◆ **Article**:
________________
March 13th, 2009 by Troy Goodfellow · 8 Comments · Business Sim, Feature:Map

What this is about.

There is something about trains. It’s no accident that there are train simulators and railroad management games and model train sets for adults but few toys that try to capture the romance of the trucking industry. Part of it is the whole organizational aspect of things – the straight lines of the rails, the inflexibility of the schedules, the nation building myths that most of us grew up on. (For Canadians, the completion of the Canadian Pacific Railway is seen as a greater accomplishment than putting the country together to begin with.)

Sid Meier’s Railroad Tycoon is, fundamentally, a business sim. It wasn’t the first business simulation by any stretch of the imagination, but it was the first major release to use the word “tycoon”, spawning an entire genre of graphically attractive light business simulations. (An earlier game called Tycoon hewed closer to the traditional business sim model and has had little discernible influence.) Through the pull of the history of the rail business, Meier was able to make a game that is underappreciated in an oeuvre full of classic games.

But even though it is mechanically a business sim with a stock market and buyouts and bankruptcy, Railroad Tycoon is philosophically a train set. You lay track and haul goods as much to see the trains pulling into the station as to make money. Your first load of a specific good is greeted with an animation to that effect. You buy new trains as they become available, just like any train collector worth his salt (they are almost all men). And the best train sets all have nice terrain for the choo-choos to run through.


One of Railroad Tycoon‘s big improvements over earlier light business sims was the geographic specificity of it. You did not just build a connection between Philadelphia and New York; you watched the train make the trip. You didn’t just get a report that a train had broken down or that there was a traffic jam near Boston; you saw it and what led up to it. Your business wasn’t just numbers and money and ownership problems. It was a brick and mortar and steam and iron operation that you could watch.

The game didn’t make it easy on you. You had to get materials from one location to another, but there was always the problem of the return trip. How much timber could you get to the paper mill in one load? Was there any demand for people or mail at the lumber yard? A train with nothing on it wastes money and time, but for a while the big payouts for a certain good will make it worth your while.

Then the map changes. And it’s all your fault.

For all the talk about destructible terrain in many wargames or improving tiles in a game like Civ, Railroad Tycoon is one of those rare games where the map often changed as a response to your actions, not just because of an action you took. There’s an important distinction, I think, between building a fort in Civ so you can protect a pass and new cities popping up around a station because you happened to need that spot’s iron mine.
________________
◆ **Data extract**:
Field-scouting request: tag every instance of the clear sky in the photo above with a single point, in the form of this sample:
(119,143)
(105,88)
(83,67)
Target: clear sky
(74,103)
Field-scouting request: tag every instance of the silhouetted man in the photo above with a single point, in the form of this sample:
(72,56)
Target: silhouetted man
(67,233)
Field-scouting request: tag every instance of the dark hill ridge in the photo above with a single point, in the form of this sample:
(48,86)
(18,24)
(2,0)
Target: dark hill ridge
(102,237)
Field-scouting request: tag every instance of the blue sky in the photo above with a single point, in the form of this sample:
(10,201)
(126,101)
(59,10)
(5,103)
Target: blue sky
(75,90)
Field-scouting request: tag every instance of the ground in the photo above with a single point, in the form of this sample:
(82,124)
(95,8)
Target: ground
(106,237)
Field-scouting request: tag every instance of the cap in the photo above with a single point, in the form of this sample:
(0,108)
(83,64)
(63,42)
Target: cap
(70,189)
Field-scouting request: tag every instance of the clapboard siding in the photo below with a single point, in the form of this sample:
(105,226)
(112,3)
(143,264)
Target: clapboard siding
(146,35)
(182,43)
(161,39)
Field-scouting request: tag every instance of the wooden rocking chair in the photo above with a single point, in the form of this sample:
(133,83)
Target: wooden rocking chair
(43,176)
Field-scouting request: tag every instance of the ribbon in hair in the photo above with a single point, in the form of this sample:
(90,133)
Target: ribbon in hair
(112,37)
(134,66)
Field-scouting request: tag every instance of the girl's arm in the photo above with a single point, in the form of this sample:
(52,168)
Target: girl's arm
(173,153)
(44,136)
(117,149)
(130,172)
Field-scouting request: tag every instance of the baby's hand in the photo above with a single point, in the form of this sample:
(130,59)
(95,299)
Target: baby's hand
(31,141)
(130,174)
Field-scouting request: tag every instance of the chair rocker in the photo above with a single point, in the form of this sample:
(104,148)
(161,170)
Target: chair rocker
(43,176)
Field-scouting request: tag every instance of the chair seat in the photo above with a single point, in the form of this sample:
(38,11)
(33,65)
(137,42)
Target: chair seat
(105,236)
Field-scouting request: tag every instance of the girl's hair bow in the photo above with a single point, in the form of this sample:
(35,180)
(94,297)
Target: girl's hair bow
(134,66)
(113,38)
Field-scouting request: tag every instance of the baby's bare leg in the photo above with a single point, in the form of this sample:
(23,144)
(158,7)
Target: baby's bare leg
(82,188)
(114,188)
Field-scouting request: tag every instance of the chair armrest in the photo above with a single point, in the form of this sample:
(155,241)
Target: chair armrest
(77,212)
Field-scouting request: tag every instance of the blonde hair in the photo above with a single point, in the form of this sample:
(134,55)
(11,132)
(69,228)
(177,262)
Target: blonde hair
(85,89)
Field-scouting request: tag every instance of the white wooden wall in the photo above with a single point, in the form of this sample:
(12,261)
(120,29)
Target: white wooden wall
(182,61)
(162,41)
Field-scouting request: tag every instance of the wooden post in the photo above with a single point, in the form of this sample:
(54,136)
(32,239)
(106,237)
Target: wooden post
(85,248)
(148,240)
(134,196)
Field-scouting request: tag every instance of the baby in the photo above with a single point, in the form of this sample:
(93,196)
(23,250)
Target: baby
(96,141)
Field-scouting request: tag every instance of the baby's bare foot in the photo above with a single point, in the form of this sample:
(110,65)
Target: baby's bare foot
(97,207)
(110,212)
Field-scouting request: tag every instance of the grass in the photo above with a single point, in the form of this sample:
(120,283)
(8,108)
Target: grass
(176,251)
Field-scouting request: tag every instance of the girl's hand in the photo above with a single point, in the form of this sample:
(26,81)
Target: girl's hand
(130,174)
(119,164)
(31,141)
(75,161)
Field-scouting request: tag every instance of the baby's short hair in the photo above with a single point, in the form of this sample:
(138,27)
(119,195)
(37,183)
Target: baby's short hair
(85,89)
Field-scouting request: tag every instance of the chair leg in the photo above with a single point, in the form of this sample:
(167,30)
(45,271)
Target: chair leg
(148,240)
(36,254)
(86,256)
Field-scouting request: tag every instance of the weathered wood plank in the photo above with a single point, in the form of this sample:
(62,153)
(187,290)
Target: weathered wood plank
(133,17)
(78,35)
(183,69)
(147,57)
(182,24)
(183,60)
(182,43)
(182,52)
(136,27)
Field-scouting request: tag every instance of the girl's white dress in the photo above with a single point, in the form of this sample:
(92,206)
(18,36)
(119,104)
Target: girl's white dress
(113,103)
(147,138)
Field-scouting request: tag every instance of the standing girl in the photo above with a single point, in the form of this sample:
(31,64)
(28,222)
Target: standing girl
________________
◆ **Task list**:
- 1) Answer these questions from the Railroad Tycoon article.
(a) Which railway's completion do Canadians see as a greater accomplishment than putting the country together?
(b) What word was Railroad Tycoon the first major release to use?
(c) What greets the player's first load of a specific good?
- 2) From the Railroad Tycoon article, return the passage that begins at the words "One of Railroad" and ends after the words "you could watch.".
The data have no connection to the text.

◆ **Written responses**:
- 1)
(a) The Canadian Pacific Railway.
(b) "Tycoon."
(c) An animation marking that first load.

- 2)
One of Railroad Tycoon‘s big improvements over earlier light business sims was the geographic specificity of it. You did not just build a connection between Philadelphia and New York; you watched the train make the trip. You didn’t just get a report that a train had broken down or that there was a traffic jam near Boston; you saw it and what led up to it. Your business wasn’t just numbers and money and ownership problems. It was a brick and mortar and steam and iron operation that you could watch.